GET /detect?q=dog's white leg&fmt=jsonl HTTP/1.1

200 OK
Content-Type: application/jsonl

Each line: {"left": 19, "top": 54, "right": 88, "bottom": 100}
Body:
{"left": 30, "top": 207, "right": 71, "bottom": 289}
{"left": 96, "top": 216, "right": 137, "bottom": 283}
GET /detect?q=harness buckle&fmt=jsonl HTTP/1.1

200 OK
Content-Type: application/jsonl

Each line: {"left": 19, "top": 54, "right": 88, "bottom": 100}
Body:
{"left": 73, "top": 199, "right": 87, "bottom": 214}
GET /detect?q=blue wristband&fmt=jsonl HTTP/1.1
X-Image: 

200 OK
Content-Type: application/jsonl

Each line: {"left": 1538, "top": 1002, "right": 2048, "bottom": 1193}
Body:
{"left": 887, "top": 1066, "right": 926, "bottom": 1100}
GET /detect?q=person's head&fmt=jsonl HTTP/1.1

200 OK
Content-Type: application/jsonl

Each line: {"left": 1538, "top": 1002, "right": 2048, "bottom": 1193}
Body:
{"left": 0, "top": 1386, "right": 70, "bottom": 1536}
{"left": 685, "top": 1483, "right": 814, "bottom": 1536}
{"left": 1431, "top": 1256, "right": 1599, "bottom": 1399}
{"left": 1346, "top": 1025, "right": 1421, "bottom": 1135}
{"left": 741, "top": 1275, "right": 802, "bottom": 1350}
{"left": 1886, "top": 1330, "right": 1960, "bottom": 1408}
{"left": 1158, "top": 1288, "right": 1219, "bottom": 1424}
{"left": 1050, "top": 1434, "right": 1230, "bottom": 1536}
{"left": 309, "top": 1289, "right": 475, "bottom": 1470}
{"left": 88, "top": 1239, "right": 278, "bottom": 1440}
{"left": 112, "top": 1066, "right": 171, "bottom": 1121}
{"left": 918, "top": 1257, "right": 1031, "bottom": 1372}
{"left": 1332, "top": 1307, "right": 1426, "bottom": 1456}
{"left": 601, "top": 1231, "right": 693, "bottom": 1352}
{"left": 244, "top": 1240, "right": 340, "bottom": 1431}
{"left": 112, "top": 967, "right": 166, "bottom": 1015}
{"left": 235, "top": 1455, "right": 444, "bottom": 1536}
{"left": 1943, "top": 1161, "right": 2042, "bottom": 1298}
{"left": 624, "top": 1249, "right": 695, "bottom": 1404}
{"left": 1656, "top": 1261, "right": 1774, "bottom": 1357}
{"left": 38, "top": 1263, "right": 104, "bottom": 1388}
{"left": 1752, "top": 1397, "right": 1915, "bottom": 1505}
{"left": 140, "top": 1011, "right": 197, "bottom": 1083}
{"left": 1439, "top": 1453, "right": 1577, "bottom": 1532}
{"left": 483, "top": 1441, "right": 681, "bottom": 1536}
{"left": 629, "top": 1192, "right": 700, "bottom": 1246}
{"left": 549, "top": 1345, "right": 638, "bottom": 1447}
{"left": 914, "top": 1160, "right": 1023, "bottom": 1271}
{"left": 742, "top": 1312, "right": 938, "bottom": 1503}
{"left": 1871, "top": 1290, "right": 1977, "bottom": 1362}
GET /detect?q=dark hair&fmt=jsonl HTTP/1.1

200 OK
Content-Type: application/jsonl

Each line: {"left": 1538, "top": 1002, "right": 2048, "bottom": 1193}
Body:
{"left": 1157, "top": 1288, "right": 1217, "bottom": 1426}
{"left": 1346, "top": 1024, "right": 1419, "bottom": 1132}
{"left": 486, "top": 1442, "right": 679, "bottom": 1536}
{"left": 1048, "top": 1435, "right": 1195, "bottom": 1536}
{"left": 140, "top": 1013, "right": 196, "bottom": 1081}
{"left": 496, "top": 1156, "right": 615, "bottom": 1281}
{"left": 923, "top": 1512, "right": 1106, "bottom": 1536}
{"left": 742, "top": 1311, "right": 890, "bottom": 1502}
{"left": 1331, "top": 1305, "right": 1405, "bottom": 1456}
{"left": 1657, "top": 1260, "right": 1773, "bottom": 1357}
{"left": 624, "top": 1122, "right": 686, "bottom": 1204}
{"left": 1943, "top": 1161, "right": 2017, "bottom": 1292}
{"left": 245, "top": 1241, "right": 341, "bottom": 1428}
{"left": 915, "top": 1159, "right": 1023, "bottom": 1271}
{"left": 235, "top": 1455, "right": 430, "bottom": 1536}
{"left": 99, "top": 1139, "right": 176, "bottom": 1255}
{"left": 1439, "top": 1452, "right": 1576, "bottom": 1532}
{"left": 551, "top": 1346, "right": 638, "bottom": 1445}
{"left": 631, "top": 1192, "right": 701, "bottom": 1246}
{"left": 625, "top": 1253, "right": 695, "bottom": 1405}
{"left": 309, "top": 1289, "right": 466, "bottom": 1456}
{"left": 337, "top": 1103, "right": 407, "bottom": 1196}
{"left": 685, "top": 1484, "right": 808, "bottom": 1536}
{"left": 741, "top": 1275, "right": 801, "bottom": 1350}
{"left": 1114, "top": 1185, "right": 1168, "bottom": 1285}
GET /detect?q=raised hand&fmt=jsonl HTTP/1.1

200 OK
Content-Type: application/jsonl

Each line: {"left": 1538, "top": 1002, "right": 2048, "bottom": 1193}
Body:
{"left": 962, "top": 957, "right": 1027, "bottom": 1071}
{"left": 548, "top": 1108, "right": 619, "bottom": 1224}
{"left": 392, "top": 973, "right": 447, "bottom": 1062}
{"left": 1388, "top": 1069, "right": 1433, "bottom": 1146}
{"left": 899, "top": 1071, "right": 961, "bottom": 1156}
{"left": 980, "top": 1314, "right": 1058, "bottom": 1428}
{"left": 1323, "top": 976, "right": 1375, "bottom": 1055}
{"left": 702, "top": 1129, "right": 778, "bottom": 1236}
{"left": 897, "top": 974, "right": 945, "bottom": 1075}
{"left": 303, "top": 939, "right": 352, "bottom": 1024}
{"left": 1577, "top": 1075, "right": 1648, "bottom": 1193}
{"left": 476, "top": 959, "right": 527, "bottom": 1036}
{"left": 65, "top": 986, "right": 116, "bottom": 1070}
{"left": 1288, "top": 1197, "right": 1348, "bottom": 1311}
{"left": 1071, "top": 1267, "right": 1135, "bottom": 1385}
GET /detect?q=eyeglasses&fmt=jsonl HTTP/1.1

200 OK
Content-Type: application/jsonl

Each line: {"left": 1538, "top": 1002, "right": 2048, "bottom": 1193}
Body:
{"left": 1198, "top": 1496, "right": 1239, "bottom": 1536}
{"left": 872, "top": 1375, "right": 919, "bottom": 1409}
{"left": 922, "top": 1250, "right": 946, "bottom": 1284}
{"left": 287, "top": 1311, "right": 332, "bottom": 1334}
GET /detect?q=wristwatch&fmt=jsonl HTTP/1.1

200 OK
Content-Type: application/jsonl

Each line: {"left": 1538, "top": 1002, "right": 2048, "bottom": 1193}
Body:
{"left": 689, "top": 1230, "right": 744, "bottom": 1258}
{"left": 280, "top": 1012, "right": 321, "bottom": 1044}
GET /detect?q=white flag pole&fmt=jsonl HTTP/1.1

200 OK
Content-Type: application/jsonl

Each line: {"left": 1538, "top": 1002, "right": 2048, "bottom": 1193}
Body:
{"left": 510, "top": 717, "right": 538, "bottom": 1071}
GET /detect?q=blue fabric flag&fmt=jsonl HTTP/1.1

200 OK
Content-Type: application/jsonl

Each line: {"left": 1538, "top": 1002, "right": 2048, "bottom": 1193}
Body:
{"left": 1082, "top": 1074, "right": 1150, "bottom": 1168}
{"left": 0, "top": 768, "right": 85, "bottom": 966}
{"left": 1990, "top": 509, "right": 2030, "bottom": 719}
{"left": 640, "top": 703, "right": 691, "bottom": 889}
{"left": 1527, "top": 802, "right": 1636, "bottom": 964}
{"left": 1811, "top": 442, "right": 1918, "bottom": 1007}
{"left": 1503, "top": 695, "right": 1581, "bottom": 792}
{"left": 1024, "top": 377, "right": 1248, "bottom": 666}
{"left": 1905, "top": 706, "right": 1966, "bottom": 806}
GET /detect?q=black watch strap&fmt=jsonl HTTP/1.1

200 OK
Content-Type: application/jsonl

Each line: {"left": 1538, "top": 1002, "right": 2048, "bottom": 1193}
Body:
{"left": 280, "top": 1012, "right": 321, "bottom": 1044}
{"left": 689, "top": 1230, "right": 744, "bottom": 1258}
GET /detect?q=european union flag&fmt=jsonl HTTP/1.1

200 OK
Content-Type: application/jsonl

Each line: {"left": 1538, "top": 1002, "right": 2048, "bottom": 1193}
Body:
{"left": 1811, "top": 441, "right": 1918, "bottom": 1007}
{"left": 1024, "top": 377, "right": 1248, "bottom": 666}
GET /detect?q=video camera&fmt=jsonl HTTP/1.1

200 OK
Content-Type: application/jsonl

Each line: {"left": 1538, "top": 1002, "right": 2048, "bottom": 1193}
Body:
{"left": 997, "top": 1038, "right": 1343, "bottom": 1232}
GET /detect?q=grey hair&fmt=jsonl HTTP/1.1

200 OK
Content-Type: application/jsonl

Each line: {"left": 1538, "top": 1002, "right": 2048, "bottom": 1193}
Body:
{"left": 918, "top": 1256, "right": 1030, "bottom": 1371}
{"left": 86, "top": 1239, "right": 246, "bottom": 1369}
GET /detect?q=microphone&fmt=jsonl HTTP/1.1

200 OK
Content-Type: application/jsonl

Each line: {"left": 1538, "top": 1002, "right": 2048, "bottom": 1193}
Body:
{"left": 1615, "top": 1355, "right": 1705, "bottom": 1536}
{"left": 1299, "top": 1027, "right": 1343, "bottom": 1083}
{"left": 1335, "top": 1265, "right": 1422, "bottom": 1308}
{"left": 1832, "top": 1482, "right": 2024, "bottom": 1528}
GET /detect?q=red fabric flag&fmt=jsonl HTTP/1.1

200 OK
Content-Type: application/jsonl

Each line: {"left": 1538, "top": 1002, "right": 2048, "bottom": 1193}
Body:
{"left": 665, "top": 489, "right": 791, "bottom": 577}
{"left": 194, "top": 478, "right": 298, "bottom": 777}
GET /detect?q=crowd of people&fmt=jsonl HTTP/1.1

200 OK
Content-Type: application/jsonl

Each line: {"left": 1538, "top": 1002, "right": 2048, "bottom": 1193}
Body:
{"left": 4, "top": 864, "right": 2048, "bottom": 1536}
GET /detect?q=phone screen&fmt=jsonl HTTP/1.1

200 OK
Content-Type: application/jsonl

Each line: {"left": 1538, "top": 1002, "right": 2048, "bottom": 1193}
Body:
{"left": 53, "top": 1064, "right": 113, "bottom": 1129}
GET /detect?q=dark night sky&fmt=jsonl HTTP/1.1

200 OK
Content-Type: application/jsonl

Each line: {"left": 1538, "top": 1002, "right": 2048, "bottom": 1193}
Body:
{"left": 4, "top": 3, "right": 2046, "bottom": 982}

## WHAT TO DO
Among the records above, how many lines contain the word "blue"? Answer with the number by itself.

## TASK ANSWER
2